Gather each line in the entries that includes the string "water".

___ Exercise data

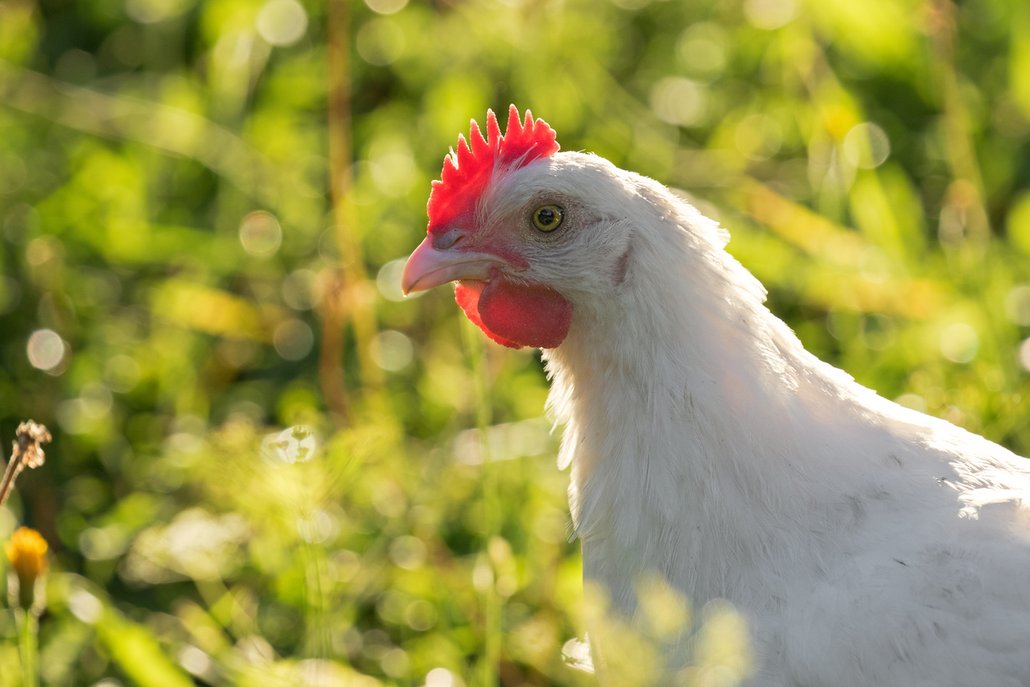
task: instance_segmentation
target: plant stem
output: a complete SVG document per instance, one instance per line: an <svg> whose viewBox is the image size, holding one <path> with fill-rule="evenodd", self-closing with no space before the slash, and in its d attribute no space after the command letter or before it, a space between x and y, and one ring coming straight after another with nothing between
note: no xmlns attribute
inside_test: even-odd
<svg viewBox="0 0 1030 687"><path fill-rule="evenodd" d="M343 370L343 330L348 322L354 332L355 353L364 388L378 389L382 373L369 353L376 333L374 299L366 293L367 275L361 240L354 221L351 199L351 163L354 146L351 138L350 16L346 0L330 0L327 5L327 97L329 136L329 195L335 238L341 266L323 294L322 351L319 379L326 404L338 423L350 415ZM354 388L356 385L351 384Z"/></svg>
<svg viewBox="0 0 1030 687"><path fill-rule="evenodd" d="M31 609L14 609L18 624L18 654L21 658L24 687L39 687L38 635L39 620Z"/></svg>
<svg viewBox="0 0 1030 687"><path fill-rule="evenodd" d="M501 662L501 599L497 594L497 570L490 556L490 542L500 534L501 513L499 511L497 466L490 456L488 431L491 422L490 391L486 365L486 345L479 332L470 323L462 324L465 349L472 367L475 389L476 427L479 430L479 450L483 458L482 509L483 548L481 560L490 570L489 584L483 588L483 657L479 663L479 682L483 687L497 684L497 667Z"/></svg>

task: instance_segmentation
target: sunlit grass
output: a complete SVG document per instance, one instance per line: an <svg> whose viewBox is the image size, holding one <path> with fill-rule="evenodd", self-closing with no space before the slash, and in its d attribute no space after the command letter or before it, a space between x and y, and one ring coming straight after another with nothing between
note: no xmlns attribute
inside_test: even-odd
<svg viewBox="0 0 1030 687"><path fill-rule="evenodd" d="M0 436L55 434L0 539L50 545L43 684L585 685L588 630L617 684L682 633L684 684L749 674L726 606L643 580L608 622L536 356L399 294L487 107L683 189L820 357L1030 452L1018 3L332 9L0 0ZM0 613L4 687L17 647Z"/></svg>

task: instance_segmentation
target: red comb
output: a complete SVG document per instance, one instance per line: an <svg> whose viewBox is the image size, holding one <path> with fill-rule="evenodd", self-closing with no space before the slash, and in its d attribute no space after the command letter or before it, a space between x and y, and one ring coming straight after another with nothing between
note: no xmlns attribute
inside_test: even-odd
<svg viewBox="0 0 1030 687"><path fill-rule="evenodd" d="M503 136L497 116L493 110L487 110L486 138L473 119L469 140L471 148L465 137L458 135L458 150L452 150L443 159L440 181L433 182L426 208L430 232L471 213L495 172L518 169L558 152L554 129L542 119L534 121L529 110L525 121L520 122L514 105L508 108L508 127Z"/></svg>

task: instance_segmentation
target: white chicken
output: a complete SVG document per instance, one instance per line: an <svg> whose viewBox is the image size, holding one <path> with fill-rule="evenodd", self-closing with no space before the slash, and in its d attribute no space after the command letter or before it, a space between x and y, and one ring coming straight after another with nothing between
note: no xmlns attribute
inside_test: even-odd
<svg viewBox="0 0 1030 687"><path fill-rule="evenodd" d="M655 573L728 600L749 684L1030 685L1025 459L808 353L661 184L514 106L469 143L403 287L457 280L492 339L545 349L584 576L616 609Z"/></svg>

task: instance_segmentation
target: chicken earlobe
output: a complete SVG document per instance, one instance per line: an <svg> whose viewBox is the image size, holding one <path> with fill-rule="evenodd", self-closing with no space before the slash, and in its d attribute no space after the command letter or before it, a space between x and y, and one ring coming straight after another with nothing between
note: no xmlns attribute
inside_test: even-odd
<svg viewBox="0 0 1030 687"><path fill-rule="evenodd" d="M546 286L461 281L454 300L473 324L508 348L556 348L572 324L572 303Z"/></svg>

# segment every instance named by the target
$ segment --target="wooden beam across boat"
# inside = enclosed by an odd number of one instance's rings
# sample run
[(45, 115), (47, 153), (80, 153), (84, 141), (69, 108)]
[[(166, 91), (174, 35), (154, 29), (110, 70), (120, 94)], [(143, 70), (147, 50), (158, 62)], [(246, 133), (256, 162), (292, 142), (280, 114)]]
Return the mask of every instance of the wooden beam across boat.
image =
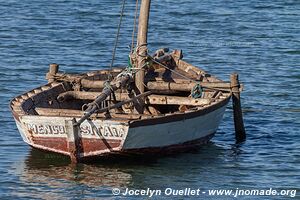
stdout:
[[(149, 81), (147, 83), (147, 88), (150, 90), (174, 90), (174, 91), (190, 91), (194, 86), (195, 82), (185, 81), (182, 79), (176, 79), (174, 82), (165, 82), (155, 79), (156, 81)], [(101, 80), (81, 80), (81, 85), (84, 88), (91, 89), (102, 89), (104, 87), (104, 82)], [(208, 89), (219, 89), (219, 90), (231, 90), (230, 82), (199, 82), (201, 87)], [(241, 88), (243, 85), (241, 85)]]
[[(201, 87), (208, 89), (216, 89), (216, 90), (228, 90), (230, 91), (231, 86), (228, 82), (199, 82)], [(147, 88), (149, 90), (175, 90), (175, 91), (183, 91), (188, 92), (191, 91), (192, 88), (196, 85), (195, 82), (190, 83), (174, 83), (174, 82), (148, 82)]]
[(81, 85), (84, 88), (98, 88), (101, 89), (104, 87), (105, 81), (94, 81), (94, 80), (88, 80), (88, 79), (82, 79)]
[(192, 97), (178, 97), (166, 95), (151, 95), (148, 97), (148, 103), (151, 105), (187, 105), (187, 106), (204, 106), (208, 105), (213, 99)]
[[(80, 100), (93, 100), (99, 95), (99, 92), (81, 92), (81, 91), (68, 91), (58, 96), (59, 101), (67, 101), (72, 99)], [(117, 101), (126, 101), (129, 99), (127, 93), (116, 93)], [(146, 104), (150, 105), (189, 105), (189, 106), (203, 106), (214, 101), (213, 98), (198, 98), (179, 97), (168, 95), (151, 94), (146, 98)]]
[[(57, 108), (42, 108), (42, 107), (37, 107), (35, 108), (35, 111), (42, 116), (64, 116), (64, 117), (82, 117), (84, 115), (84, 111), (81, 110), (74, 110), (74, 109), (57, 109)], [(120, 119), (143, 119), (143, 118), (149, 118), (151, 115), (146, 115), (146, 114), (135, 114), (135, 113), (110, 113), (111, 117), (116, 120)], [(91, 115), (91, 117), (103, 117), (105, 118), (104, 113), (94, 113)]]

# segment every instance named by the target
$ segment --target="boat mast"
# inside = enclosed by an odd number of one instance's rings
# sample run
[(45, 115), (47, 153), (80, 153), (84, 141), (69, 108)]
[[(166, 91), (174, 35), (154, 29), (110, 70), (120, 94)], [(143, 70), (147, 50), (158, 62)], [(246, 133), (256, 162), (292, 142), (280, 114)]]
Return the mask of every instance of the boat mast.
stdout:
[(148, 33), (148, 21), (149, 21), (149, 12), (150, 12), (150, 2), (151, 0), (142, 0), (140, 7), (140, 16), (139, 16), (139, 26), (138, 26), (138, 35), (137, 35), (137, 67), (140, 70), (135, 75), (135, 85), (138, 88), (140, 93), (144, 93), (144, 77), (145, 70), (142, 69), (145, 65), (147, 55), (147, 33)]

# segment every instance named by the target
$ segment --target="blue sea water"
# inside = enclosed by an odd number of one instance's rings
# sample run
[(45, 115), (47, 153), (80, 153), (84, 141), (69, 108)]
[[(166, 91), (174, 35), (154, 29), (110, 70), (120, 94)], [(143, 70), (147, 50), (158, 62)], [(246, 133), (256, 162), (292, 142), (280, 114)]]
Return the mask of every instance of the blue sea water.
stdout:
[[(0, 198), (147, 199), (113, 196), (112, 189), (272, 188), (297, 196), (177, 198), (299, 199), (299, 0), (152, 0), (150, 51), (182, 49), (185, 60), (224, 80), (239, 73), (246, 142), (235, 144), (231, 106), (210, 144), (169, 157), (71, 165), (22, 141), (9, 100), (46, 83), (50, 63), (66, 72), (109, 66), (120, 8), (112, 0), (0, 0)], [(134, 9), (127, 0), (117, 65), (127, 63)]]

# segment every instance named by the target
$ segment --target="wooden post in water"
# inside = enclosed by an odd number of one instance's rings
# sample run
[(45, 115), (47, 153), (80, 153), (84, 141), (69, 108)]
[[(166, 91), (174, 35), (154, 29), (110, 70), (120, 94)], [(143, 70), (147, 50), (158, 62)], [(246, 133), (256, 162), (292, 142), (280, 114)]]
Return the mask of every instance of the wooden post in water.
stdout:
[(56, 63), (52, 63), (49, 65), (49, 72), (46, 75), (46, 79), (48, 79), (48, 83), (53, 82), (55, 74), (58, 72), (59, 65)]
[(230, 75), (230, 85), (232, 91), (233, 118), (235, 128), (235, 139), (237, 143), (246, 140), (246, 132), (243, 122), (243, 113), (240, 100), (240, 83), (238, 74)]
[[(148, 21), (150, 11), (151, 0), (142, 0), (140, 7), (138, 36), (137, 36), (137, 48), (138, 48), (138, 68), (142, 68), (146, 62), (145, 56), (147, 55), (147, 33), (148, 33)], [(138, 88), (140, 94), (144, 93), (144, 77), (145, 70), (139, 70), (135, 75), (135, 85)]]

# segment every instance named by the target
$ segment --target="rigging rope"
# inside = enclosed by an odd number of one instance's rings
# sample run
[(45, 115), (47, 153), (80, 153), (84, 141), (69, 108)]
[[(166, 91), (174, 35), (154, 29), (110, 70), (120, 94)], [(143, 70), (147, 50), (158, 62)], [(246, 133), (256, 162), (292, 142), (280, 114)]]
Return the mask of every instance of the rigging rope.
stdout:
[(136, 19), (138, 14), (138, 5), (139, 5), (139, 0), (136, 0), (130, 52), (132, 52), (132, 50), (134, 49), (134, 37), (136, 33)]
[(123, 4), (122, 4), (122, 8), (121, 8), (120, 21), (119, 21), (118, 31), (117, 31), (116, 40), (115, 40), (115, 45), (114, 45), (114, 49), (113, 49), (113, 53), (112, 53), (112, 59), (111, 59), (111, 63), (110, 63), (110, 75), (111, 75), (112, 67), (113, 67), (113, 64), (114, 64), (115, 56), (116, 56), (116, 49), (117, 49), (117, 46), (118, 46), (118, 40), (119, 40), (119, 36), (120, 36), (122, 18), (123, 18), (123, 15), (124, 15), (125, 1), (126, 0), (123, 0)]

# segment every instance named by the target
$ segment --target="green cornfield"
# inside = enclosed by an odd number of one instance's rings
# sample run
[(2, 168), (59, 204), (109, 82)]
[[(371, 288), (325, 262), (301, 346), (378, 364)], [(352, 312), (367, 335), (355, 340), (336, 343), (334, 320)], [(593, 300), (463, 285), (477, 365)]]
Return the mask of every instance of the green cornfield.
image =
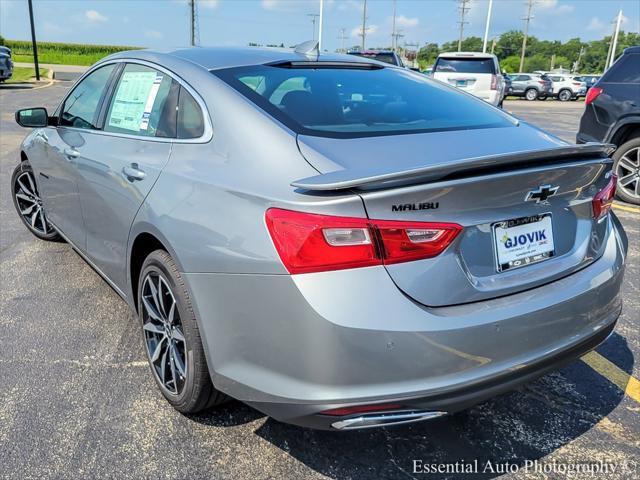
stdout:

______

__Exercise response__
$ segment --target="blue sea water"
Return the mask of every instance of the blue sea water.
$ segment --target="wooden post in water"
Return the mask of every instance of the wooden post in water.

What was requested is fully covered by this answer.